Pictures do not belong in the copy, so please give every entry below again exactly.
Recorded data start
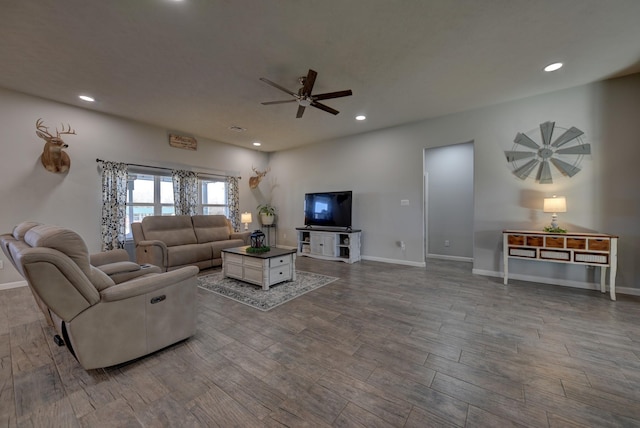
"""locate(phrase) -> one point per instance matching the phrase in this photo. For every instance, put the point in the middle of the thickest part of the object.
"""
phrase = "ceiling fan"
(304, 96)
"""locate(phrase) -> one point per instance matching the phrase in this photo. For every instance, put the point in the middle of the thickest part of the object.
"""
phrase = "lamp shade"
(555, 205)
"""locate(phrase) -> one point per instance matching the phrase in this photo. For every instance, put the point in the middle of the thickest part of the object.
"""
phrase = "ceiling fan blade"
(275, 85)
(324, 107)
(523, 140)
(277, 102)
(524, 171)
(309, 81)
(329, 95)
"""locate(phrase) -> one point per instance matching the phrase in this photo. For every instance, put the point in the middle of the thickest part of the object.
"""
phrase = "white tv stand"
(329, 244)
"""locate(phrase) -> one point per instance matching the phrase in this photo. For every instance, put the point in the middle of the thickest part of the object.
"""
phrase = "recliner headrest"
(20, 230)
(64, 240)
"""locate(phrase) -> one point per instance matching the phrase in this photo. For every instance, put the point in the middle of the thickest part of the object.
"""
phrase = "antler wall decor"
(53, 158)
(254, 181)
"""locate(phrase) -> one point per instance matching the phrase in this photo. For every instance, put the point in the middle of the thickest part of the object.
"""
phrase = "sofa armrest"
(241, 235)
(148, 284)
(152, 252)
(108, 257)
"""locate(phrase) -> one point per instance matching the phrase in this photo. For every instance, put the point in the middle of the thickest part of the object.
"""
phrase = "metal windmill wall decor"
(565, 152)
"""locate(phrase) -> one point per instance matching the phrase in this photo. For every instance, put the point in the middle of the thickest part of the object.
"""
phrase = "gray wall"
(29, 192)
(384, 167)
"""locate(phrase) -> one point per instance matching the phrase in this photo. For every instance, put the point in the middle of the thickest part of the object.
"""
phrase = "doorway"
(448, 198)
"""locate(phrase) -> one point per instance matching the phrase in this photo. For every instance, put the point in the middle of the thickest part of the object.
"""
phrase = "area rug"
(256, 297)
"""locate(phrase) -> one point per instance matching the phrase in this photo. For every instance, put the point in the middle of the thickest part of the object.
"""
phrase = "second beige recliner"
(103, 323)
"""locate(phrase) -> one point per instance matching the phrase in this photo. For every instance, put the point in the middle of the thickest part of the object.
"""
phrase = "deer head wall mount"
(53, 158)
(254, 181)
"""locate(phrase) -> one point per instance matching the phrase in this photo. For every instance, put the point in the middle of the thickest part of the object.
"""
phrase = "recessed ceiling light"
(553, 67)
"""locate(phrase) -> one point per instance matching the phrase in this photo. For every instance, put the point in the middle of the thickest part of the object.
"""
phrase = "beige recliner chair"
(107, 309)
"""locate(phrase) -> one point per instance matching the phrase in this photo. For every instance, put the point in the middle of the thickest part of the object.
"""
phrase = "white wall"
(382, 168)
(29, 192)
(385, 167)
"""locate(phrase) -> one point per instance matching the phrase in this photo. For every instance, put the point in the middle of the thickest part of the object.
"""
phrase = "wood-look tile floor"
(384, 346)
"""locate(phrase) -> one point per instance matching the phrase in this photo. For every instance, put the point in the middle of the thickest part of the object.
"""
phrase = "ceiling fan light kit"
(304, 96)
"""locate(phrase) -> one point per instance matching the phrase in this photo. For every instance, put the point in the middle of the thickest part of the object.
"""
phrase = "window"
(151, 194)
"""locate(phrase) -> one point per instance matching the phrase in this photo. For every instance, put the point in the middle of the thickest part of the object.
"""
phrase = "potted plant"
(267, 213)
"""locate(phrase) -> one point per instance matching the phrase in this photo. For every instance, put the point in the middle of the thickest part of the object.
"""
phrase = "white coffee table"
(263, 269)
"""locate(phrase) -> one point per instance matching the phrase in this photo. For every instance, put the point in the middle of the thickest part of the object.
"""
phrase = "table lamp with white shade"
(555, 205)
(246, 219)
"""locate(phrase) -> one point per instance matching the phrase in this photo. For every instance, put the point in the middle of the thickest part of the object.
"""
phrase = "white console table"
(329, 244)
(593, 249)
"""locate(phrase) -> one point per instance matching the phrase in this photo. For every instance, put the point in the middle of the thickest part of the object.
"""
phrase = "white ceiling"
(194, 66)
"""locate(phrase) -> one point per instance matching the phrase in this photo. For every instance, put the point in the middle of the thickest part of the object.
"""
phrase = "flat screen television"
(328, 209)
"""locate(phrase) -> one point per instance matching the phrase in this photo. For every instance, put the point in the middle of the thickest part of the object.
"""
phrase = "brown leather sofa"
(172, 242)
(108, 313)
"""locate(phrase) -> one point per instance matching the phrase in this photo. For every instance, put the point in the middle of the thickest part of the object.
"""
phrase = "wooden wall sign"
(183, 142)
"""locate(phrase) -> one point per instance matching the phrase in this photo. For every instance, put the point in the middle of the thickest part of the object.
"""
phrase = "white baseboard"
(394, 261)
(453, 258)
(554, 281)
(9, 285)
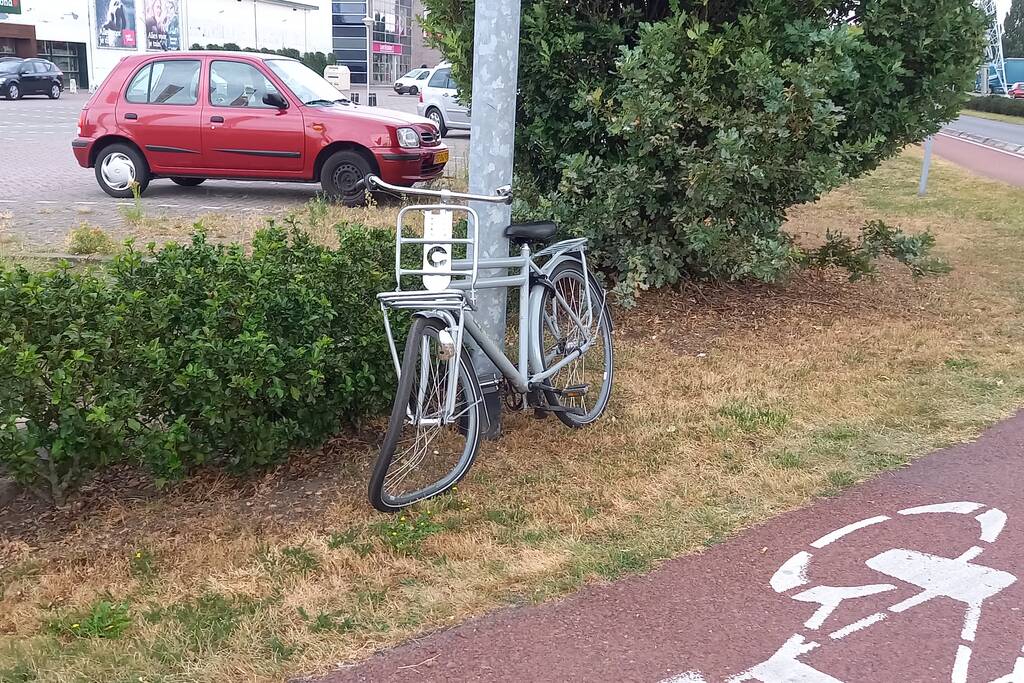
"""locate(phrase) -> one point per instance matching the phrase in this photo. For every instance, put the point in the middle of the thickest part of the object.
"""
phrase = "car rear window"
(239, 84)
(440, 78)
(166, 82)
Recorded data end
Result
"""locate(phrase) -> one point per instance matching the phrase in this photo. For every instance, put the point in the middle of the thickest part of the object.
"""
phrase = "ceiling fan"
(304, 96)
"""locate(phrase) -> one point per instance matching the phrase in this photo. For every instance, put the point in the middle of the thickest part of the object.
"""
phrase = "lamp shade"
(555, 205)
"""locate(phrase) -> one point per instance matching the phrase in this photo. For every instance, put the point in the middle of the thickest part of the object.
"""
phrase = "ceiling fan blade"
(275, 85)
(324, 107)
(523, 140)
(277, 102)
(524, 171)
(309, 81)
(329, 95)
"""locate(phrase) -> one point per instance matching the phrase in this photo. For every instance, put the point in the middle of the thickest part of the object.
"""
phrase = "white tv stand"
(329, 244)
"""locate(phrase) -> one point per instance matching the phrase in this photo. For every instance, put the point in the middle of the thickest part of the object.
"""
phrase = "recliner headrest"
(20, 230)
(64, 240)
"""locate(phrase) -> one point per instance matching the phrase in this photo. For every instance, put the point in the middle of the thickest part of the object.
"""
phrase = "antler wall decor"
(53, 158)
(254, 181)
"""locate(phrase) -> one point per instance matching the phrase in this photo. For every instance, put the point in the middle of the thickest part of the object.
"""
phrase = "sofa armrest"
(241, 235)
(148, 284)
(152, 252)
(108, 257)
"""locate(phrase) -> one point per instance matching the phrase in this photo. For every instance, put the point in the middle of the thickest part of the object.
"""
phrase = "metal windmill wall decor"
(565, 152)
"""locate(phrase) -> one point per instance matching the phrase in this photo. For every instance, put the point in the middle of the thickest part of the object.
"""
phrase = "gray wall"
(29, 192)
(384, 167)
"""locate(phrase) -> one point per instance matching the phrase in this photo. For every instance, put the point in the middle of the thickest part of the object.
"""
phrase = "doorway"
(448, 198)
"""locate(phrase) -> one point per instance matching the phrase in this photo. For every instance, put the point in the middle of the thickest part of the object.
"""
phrase = "area rug"
(256, 297)
"""locate(phrase) -> one point per instance matching the phrase in this photo. For every instance, put the point in the middle of the thickest part of the object.
"""
phrase = "second beige recliner"
(103, 323)
"""locate(phrase) -> one point per instance matching the phrase in this photo. For every instance, put the point in the middle of the thickest part of the object.
"""
phrase = "deer head wall mount"
(53, 158)
(254, 181)
"""locate(phrase) -> one point per instance matching the phrase in this photo. For every instance, put the point in the middle of the thickest part of the object.
"""
phrase = "recessed ceiling light"
(553, 67)
"""locate(phrase) -> one point per instance matching the phrase in this photo. For every instance, put the point in the middle of the thickest part of the object.
"""
phrase = "beige recliner chair"
(107, 309)
"""locate(phrase) -> one point per instance matching the phrase in this photo. For every instance, put the point in the middle of the thickest part of the object.
"""
phrase = "white wall"
(382, 168)
(29, 192)
(385, 167)
"""locate(phrase) -> one point per instance matching the phrase in this photo. For every instance, put the point in the middle of the thickest part of the object.
"""
phrase = "wood-look tile floor"
(384, 346)
"""locate(phrase) -> one point per instance matching the phrase in this photo. For every instance, put the point in the middle of the thickest part of the object.
"""
phrase = "ceiling fan light kit"
(304, 96)
"""locate(phrase) -> one point per instance matching the phrase in this photo. For every instance, put the point in the middle of the thickest part of the object.
"""
phrase = "window"
(151, 194)
"""locate(phrase) -> one point per instance matching the phrase in this photo. For every instance, put the point in the middle of the thickest part of the object.
"""
phrase = "potted plant"
(267, 213)
"""locate(phrase) -> one point per instance matching the phrase in this photo. For every instance, put the point in the middle of the thickest part of the object.
"""
phrase = "white coffee table"
(263, 269)
"""locate(phrase) -> one point per instance matching the phrase in this photo. For every instance, put the point in the middle of the thickest part of the object.
"""
phrase = "table lamp with white shade"
(555, 205)
(246, 219)
"""locate(phrase) -> one point per instance matching the phrase in this photo. For every instance, put the point in the middle of the thickest part of the object.
"""
phrase = "white console table"
(329, 244)
(593, 249)
"""locate(phrase) -> one point per instance matching the phrase in this photo. For every instance, put the point in the middle of the thickest part of the object.
"""
phrase = "white ceiling"
(194, 66)
"""locate(phrase) -> one point per instance matching the phrase in this photo. For every instance, put the point in the middle of the thickest part of the object.
"""
phrase = "flat screen television"
(328, 209)
"""locate(phrase) -> one point per instance matching the phrase in this photo. For every instance, put the point in the middle of the thickest part of the object.
"""
phrase = "brown leather sofa"
(172, 242)
(108, 313)
"""locate(phrase) -> one point per instance matching the phrase in this photo. For every instance, put the point in the middle of the thickest part of the object.
"""
phrase = "wooden wall sign"
(183, 142)
"""locate(phrase) -> one point per instance matching the phrase in this photo. For every instance, put the point in the middle of the thickest part of the object.
"""
phrase = "white baseboard"
(394, 261)
(453, 258)
(554, 281)
(9, 285)
"""locate(phrase) -> one point per instance matching the phrase in this photo. For every instance, put the point in the middle of the thickest part of the object.
"""
phrase = "car rear window"
(239, 84)
(440, 78)
(166, 82)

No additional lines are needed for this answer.